++++ TEXTO FUENTE
En la medida en que la Iglesia se ha dejado inspirar por ese impulso ascensional y jerarquizante del espíritu, estableciendo y consolidando de un modo unitario su doctrina dogmática como un sistema de conceptos e imágenes dotado de la autoridad de la revelación, el alma cristiana, de por sí plural, dispersa e igualitaria, se va quedando sin espacio propio en el que expresarse. Con ello, la imaginación simbólica se ve obligada a exiliarse, sea en el cuerpo, generando allí síntomas perturbadores y tentaciones carnales
sin cuento ni satisfacción, sea en la conciencia espiritual donde puede promover especulaciones metafísicas, abstracciones intelectuales, distingos inacabables y discusiones bizantinas, como por ejemplo sobre el sexo de los ángeles (Hillman, 1999: pp.48-49).
Ese encierro del alma va a quedar ratificado por el intelectualismo que caracteriza a la Escolástica en su apuesta por demostrar las verdades de la fe con la ayuda, no ya de Platón, como pretendieron inicialmente los Padres de la Iglesia, sino de su discípulo Aristóteles. Tomás de Aquino recupera la doctrina aristotélica que distingue tres clases de almas: vegetal, animal y racional, siendo esta última la que, en el caso del ser humano, engloba y organiza a las otras dos y es la que permite, con su capacidad de argumentación, demostrar, por diferentes vías, la existencia de Dios.
La filosofía, desprovista ya de la potencia demónica de mediar con lo invisible, se reduce a ser un instrumento para demostrar y legitimar las verdades expuestas en el discurso teológico a partir de la Revelación. Se alcanza de este modo un cierto equilibrio entre la razón y la fe, en virtud del cual el dogma cristiano encuentra una exposición coherente y sistemática. El espiritualismo se impone, así, como un riguroso intelectualismo que puede servir para articular la actividad institucional, pero que apenas da respuesta a la necesidad vital de re-ligión que tiene la mayoría de la población, a las necesidades de sus almas, que sufre tantas penurias como sus cuerpos.
++++++++
TAREAS A REALIZAR:
**1)** ¿Concuerdan con el texto sobre el alma cristiana estas afirmaciones? (a) Tomás de Aquino retoma de Aristóteles la distinción de tres clases de almas. (b) La Escolástica busca demostrar las verdades de la fe apoyándose en Platón y no en Aristóteles. (c) El alma cristiana es, de por sí, unitaria y jerárquica. Responde sí o no a cada una y cita las palabras exactas del texto que lo deciden.
**2)** ¿Puedes reescribir el fragmento del texto sobre el alma cristiana que empieza con las palabras "Ese encierro del" y termina con "existencia de Dios.", cambiando "Aristóteles" por "el Estagirita"?
**3)** ¿Cómo seguiría el texto sobre el alma cristiana a partir de su última oración? Escribe la continuación.
++++ CONJUNTO DE REGISTROS
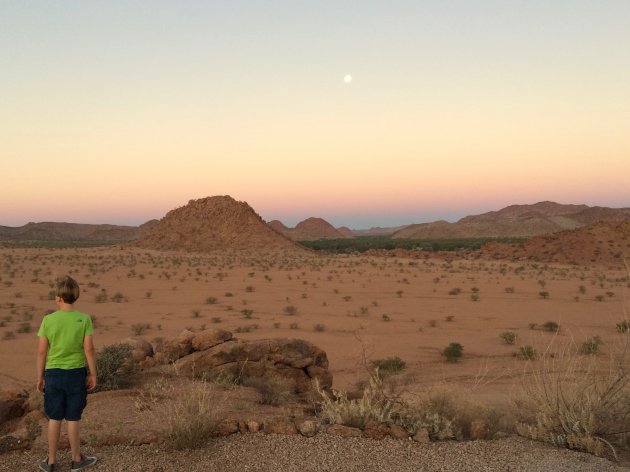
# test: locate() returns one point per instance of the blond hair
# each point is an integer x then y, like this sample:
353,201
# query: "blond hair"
67,289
++++++++
RESPUESTAS NUMERADAS:
**1)**
(a) Sí: «Tomás de Aquino recupera la doctrina aristotélica que distingue tres clases de almas: vegetal, animal y racional».
(b) No: «no ya de Platón, como pretendieron inicialmente los Padres de la Iglesia, sino de su discípulo Aristóteles».
(c) No: «el alma cristiana, de por sí plural, dispersa e igualitaria».

**2)**
Ese encierro del alma va a quedar ratificado por el intelectualismo que caracteriza a la Escolástica en su apuesta por demostrar las verdades de la fe con la ayuda, no ya de Platón, como pretendieron inicialmente los Padres de la Iglesia, sino de su discípulo el Estagirita. Tomás de Aquino recupera la doctrina aristotélica que distingue tres clases de almas: vegetal, animal y racional, siendo esta última la que, en el caso del ser humano, engloba y organiza a las otras dos y es la que permite, con su capacidad de argumentación, demostrar, por diferentes vías, la existencia de Dios.

**3)**
En este contexto cabe interpretar el gran movimiento cultural del Renacimiento como una vuelta a los orígenes, a la fuente, para propiciar el retorno del alma y de sus daimones a través del descubrimiento y el cuidadoso estudio del cristianismo originario y de la cultura de la antigüedad pagana, de su arte, de su mitología y de su filosofía. El alma pagana renaciendo en el cristianismo o el cristianismo renaciendo a través de la mitología y el politeísmo daimónico pagano.
Se trata de un movimiento cultural con pretensión católica, es decir, universalista, que a través del sincretismo pagano-cristiano aspira a contactar con lo que de común hay en todos los humanos (aquí se inserta la fascinación que algunos humanistas experimentaron ante los textos herméticos que creyeron provenientes del antiguo Egipto, aunque resultaron ser escritos gnósticos de los siglos II y III).
La presencia de la diosa Venus en la obra de Botticelli resulta así muy significativa pues representa,
por un lado, la humanitas, ese ideal de formación cultural y de desarrollo e integración individual del ser humano propuesto y ensayado por los humanistas y, por otro lado, la personificación del alma del mundo en tanto que realidad radical de la que tanto el mundo material (y el cuerpo humano) como el espíritu son sólo aspectos, manifestaciones o “reflejos” (cfr. Wind, 1972).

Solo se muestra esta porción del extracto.